=== TASK TO CARRY OUT ===
Where the string "curtain" appears in a line of the data, show that line.

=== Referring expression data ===
────
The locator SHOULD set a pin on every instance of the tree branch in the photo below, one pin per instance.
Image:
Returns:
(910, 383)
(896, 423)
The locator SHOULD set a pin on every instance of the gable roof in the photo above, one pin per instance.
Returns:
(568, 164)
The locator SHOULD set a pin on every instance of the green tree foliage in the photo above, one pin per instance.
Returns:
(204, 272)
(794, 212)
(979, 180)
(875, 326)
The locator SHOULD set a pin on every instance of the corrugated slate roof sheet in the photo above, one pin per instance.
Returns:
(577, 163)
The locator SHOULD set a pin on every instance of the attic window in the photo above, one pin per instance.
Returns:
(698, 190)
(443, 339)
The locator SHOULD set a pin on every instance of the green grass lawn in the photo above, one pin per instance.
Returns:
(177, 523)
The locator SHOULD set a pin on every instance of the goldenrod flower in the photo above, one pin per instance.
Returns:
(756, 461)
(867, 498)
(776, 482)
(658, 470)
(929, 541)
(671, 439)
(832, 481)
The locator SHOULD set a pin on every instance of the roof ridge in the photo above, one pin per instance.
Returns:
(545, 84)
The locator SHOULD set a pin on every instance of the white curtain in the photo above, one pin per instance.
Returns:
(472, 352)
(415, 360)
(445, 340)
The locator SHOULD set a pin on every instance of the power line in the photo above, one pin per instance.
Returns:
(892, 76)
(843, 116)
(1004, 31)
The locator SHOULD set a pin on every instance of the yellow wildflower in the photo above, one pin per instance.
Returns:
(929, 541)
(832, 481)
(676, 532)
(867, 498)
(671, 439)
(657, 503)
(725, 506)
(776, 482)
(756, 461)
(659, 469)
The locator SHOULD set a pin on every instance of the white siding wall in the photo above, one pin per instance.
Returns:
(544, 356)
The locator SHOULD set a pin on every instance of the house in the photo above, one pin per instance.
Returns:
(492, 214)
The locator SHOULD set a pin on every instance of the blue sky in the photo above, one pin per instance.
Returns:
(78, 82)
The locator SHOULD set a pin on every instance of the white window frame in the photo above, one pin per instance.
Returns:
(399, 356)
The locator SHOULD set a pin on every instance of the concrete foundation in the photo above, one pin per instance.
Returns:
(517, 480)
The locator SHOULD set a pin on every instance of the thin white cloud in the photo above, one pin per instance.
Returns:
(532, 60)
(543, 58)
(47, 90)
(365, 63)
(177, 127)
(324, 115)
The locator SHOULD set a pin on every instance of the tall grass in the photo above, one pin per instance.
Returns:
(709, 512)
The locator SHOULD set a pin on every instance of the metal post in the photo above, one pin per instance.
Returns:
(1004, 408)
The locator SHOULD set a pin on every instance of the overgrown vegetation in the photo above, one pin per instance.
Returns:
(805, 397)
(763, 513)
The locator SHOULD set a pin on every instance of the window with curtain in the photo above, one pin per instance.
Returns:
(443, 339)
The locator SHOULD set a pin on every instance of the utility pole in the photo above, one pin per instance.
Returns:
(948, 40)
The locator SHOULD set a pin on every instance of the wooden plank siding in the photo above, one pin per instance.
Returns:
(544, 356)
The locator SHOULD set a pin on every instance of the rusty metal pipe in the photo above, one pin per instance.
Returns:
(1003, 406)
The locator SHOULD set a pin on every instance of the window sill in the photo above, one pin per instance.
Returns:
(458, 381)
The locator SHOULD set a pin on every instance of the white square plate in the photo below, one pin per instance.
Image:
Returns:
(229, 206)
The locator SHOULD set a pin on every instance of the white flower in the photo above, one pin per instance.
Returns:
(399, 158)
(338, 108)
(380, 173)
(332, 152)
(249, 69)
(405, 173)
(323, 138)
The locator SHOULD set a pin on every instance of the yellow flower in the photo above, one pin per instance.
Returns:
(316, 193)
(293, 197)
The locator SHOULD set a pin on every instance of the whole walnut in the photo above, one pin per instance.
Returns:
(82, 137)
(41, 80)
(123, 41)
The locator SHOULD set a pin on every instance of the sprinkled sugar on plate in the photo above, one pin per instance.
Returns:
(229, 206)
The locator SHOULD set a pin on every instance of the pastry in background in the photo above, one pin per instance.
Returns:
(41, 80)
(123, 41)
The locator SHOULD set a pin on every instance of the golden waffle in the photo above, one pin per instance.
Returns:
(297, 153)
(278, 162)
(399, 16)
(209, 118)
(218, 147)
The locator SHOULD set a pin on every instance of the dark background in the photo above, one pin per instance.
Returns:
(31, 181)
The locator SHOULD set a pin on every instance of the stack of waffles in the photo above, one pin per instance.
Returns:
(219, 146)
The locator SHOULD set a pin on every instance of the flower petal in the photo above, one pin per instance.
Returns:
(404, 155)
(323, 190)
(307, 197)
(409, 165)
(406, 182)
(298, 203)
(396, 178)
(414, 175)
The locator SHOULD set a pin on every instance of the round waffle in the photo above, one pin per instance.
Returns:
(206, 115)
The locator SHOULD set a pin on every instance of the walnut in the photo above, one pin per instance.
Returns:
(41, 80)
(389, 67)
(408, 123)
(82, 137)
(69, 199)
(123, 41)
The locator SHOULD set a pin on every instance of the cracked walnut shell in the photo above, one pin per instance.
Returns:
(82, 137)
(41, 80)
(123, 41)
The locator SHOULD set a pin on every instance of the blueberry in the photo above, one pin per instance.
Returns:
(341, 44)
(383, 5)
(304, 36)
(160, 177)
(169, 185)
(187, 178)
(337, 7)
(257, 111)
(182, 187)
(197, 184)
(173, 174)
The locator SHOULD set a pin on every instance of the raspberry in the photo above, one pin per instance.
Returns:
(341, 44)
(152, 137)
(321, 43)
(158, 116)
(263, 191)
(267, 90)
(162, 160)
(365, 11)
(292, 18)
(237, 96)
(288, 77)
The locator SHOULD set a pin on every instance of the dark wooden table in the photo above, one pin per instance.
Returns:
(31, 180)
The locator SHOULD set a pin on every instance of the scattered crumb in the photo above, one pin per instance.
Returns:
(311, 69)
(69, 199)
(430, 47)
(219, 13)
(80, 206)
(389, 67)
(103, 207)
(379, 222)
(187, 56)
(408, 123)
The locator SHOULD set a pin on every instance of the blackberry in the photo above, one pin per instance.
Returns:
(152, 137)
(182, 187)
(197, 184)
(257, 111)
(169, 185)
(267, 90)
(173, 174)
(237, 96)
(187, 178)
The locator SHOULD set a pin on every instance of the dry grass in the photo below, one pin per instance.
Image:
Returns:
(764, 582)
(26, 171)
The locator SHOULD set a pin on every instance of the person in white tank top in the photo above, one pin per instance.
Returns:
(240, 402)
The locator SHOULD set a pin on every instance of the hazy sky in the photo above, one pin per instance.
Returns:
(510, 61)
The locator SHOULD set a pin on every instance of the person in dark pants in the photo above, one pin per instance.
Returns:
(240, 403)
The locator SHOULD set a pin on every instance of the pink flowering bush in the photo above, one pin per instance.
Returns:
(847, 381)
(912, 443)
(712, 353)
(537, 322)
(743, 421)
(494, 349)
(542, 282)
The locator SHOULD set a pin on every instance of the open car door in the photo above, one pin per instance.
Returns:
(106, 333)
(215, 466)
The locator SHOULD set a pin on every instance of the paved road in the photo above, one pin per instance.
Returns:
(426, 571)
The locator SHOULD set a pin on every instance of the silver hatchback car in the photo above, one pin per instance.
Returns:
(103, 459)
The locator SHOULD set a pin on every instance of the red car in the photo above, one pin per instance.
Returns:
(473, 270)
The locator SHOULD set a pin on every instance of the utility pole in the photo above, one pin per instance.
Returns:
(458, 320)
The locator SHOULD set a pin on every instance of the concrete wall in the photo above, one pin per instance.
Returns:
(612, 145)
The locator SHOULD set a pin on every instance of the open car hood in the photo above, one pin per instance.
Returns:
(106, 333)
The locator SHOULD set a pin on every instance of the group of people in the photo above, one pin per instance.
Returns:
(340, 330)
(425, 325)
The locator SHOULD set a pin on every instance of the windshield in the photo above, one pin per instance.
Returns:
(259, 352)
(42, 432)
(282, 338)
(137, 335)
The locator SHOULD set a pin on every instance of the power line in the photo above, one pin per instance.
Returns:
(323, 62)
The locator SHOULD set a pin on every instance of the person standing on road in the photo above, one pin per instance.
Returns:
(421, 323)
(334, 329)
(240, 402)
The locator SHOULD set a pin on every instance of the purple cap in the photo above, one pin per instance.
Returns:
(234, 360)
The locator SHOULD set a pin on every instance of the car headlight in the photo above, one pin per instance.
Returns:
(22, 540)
────
=== RESPONSE BOX ===
The locator SHOULD set a pin on every instance of the white curtain in the photo above, one pin per instance.
The locator SHOULD set a pin on every instance of the window with curtain in the photo above, one pin per instance.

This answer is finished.